**SOURCE PASSAGE**.
+ + + + + + +
The Epistle of St. Jude is Enochic Literature - Here's Why
(This is cribbing a lot from Fr. Stephen DeYoung's article "The Book of Enoch", so read that - also, it's really good).
The Epistle of St. Jude is a very short and pretty minor book of the New Testament - it's one chapter, read it here. The Enochic tradition was a literary corpus written between the 3rd and 1st centuries BC, centred on the First Book of Enoch but including other texts such as the Book of Jubilees and the Book of Giants, with unifying themes such as having the character of Enoch from Genesis as a central figure, the Enochic calendar (a particular way of organising the Jewish calendar), an apocalyptic emphasis, detailed angelic hierarchies (in particular assigning governing angels to different parts of the world) and ascribing human sin to rebellious angels.
So, the point of this post is that the Epistle of St. Jude represents a Christianised version of Enochic literature. This can be seen in four points:
v.6: "And the angels who did not stay within their own position of authority, but left their proper dwelling, He has kept in eternal chains under gloomy darkness until the judgment of the great day—". This represents a very truncated version of the Watcher story. In it, several angels are assigned to watch over humanity in its infancy, but rebel and corrupt it by fathering giants with mortal women and teaching sorcery and other forbidden knowledge to humans; God imprisons the watchers in the abyss and wipes out the giants via the Flood. The story, while not found (at least not explicitly) in Genesis, was a favourite theme of the Enochic tradition - it's the central theme of the Book of the Watchers, the largest and most famous part of the First Book of Enoch, the main topic of the Book of Giants and appears in the Book of Jubilees. While you could argue that St. Jude got this from the Nephilim story in Genesis 6:1-4, that story doesn't include the detail that the rebellious angels were "kept in eternal chains under gloomy darkness"; he could only have gotten that from the Enochic tradition.
v.9: "But when the archangel Michael, contending with the Devil, was disputing about the body of Moses, he did not presume to pronounce a blasphemous judgment, but said, “The Lord rebuke you.”" In the Enochic tradition, Michael is the opponent of Satan in God's jury, with Satan acting as the "lawyer for the prosecution" and St. Michael as the "lawyer for the defence". While this conception of Satan appears in the Book of Job, and St. Michael first appears in the Book of Daniel, the Enochic tradition was the first to make much of pairing them up, as seen in the First Book of Enoch.
+ + + + + + +
**PROVIDED INFORMATION**.

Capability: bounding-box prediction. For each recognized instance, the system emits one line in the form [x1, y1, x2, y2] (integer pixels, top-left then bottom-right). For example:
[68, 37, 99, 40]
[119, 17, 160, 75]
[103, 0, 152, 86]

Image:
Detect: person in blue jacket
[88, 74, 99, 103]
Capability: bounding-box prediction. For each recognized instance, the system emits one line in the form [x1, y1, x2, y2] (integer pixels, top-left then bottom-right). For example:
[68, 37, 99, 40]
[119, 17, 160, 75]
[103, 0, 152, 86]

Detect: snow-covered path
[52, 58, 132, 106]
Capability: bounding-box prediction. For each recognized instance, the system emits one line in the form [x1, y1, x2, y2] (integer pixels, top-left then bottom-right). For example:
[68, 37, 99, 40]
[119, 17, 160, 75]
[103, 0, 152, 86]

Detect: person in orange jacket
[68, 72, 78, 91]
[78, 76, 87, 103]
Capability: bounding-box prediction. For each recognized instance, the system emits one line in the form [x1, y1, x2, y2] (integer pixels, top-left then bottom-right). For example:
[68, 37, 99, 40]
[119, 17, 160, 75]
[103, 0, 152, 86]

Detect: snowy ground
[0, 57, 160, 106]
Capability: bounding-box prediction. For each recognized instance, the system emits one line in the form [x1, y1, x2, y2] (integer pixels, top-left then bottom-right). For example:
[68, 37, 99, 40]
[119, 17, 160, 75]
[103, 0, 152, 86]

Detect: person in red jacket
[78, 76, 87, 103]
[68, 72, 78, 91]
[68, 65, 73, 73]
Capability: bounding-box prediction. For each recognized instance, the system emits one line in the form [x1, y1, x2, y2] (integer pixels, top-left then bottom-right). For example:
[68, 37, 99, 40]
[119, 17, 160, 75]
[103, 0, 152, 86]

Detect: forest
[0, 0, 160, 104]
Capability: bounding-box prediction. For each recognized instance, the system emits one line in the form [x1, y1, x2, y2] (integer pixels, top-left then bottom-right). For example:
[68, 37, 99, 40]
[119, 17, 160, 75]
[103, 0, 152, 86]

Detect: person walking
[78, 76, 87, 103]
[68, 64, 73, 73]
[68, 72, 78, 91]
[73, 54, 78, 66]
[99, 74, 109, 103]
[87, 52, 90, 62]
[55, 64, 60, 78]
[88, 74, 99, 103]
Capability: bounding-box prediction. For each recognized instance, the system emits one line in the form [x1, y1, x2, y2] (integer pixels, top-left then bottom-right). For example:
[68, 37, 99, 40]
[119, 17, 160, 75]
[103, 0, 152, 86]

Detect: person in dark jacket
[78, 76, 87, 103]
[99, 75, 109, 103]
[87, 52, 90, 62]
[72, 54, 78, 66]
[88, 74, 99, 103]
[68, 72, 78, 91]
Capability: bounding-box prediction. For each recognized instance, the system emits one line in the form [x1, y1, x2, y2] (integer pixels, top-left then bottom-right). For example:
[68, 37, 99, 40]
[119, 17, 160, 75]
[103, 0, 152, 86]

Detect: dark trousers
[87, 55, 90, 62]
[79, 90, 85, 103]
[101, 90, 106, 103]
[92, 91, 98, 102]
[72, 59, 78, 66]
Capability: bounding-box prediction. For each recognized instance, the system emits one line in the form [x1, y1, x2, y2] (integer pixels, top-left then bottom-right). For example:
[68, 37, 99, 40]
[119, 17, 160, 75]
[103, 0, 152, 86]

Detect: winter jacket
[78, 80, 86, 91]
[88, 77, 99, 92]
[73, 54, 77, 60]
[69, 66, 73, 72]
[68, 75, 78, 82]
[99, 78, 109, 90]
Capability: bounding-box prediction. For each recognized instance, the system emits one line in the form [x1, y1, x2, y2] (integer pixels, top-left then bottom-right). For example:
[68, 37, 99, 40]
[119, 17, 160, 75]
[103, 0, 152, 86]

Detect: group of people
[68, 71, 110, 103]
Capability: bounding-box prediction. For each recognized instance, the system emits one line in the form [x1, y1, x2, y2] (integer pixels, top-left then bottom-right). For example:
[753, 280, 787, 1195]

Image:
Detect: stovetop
+ + + + + + +
**WORK REQUEST**.
Reproduce the stretch of the post on the Epistle of St. Jude from "The Epistle of St. Jude is a" through "to rebellious angels.", swapping "corpus" for "collection".

**RESPONSE AREA**.
The Epistle of St. Jude is a very short and pretty minor book of the New Testament - it's one chapter, read it here. The Enochic tradition was a literary collection written between the 3rd and 1st centuries BC, centred on the First Book of Enoch but including other texts such as the Book of Jubilees and the Book of Giants, with unifying themes such as having the character of Enoch from Genesis as a central figure, the Enochic calendar (a particular way of organising the Jewish calendar), an apocalyptic emphasis, detailed angelic hierarchies (in particular assigning governing angels to different parts of the world) and ascribing human sin to rebellious angels.